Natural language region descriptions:

"""

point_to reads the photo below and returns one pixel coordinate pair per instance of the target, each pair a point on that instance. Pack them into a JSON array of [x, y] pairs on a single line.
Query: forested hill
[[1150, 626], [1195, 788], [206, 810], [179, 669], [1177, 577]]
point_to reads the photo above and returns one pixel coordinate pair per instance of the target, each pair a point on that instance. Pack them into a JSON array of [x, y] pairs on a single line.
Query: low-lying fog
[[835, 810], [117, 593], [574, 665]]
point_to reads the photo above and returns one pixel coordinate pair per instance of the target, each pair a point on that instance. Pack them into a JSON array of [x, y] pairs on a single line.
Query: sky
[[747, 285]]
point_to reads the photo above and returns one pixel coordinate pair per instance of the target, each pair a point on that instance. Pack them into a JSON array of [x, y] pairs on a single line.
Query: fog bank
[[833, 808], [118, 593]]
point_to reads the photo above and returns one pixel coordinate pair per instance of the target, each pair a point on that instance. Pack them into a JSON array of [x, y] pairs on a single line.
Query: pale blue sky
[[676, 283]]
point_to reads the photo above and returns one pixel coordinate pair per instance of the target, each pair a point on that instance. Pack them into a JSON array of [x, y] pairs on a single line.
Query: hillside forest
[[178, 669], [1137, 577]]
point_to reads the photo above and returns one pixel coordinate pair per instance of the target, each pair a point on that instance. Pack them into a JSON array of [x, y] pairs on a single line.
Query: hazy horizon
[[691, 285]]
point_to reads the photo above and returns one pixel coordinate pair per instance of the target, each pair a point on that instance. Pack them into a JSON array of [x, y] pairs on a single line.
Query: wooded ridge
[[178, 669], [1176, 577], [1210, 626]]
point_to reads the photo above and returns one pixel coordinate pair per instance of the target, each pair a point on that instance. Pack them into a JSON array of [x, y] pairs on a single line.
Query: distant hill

"""

### EXERCISE OBJECTIVE
Copy out every record exactly; leave nothing out.

### EXERCISE RESULT
point_to reads the photo below and returns one pixel coordinate pair per instance of the target, each pair a point on that instance. Pack them into a JSON array of [x, y] pairs on a single line.
Query: forested hill
[[1150, 626], [1195, 788], [206, 810], [179, 669], [1177, 577]]
point_to reads the photo above and returns one pixel coordinate pair per instance of the target, each pair a point on that instance. Pack them into a JSON array of [x, y] pairs on a single line.
Query: low-lying fog
[[835, 810], [117, 593], [574, 665]]
point_to reads the photo above and returns one pixel coordinate pair per instance of the target, each pair a point on that instance. Pack them into a JSON array of [x, y] pairs on a single line.
Query: sky
[[747, 285]]
point_to reads the photo above and returns one pixel coordinate pair per instance of the target, each pair a point on that instance. Pack them into a JSON array of [x, y] pairs on a single line.
Query: fog bank
[[833, 808], [118, 593]]
point_to reads the photo above and returns one pixel coordinate pair per instance of the target, each pair a point on that instance. Pack them into a JSON array of [x, y] pairs on a single line.
Query: pale blue sky
[[676, 283]]
point_to reads the photo above and returns one pixel coordinate pair per instance of the target, each pair a point on that instance. Pack them into a JSON array of [x, y] pairs on a single line.
Query: hillside forest
[[178, 669], [1137, 577]]
point_to reads the photo above and returns one pixel coordinate pair per instance of the target, each pair a point on that instance. Pack them into a JSON array of [x, y] pairs on a single line.
Query: hazy horizon
[[691, 285]]
point_to reads the photo above and returns one pixel coordinate pair per instance of the target, each pair a point on that instance. Pack them into a JSON array of [x, y] pairs on a single line.
Query: wooded ridge
[[178, 669], [1176, 577], [1210, 626]]
point_to reads the photo above and returns one pixel coordinate pair per instance of the target, each pair a point on that instance. Pack them into a JSON array of [x, y] pairs on a single line.
Query: distant hill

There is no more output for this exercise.